How many lines in the records below contain the string "tree"? Case counts, so uppercase and lowercase letters are not interchangeable. Reply with the number alone.

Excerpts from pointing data
-- begin --
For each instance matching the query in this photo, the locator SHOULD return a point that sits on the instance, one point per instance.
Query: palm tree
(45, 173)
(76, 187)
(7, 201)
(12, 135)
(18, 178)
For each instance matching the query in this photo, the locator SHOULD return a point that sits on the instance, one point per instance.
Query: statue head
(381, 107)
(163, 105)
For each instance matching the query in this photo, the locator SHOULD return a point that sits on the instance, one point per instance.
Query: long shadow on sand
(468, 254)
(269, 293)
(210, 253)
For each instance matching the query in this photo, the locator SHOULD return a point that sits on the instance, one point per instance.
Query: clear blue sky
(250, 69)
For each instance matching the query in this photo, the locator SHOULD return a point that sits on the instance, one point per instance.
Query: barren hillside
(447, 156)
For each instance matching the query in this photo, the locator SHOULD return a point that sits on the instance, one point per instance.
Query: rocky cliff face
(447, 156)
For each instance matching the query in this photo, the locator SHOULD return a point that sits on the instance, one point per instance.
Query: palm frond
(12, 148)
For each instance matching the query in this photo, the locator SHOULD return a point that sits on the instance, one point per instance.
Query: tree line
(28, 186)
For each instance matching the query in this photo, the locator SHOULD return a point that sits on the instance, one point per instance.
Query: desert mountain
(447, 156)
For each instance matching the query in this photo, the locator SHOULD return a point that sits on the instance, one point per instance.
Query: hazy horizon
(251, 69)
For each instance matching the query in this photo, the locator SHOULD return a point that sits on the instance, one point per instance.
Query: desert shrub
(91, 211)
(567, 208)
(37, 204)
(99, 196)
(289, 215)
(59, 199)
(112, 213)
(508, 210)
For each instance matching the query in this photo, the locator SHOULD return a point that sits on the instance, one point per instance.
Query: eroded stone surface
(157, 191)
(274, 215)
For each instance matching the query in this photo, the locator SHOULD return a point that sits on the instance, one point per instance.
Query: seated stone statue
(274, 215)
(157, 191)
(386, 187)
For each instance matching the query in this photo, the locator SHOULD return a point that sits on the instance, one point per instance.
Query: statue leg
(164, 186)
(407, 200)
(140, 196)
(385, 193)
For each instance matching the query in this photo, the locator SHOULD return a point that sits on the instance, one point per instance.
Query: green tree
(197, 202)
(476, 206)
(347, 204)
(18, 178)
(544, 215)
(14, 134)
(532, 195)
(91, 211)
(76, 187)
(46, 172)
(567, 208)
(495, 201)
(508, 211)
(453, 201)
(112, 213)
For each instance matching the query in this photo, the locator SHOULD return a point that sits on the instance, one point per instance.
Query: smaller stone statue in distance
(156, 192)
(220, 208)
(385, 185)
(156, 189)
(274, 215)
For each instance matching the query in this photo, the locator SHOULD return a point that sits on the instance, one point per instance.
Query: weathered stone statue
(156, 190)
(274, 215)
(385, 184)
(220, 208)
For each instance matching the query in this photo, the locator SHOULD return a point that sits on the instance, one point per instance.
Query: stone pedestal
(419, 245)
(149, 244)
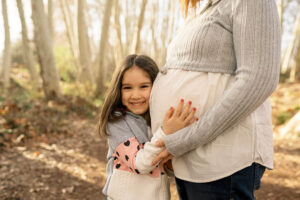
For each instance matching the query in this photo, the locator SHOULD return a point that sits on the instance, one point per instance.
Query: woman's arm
(256, 42)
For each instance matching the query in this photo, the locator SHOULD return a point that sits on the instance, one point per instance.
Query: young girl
(125, 120)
-- end --
OUTPUT OF THE EXERCISE: 3